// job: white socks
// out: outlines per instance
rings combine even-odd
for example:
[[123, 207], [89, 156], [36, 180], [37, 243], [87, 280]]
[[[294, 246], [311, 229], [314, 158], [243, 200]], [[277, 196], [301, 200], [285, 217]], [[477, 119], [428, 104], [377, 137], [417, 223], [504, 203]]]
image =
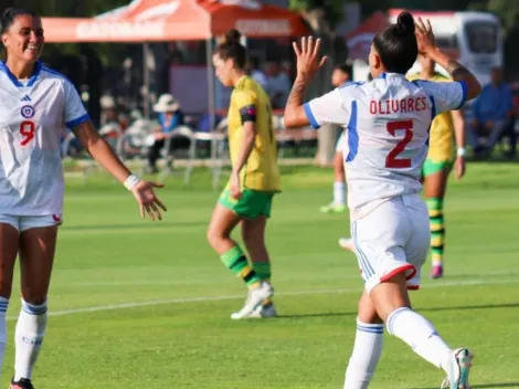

[Directions] Rewrite the records with "outlines" replaced by "contours", leaving everything else unchanged and omitting the pictures.

[Solution to this task]
// job: white socks
// out: contours per instance
rings combine even-odd
for example:
[[123, 207], [89, 156], [36, 180], [37, 243], [87, 280]]
[[[294, 246], [311, 229], [314, 158], [243, 200]], [[277, 196], [301, 200], [285, 217]], [[477, 119], [428, 104], [377, 137], [417, 223], [504, 203]]]
image =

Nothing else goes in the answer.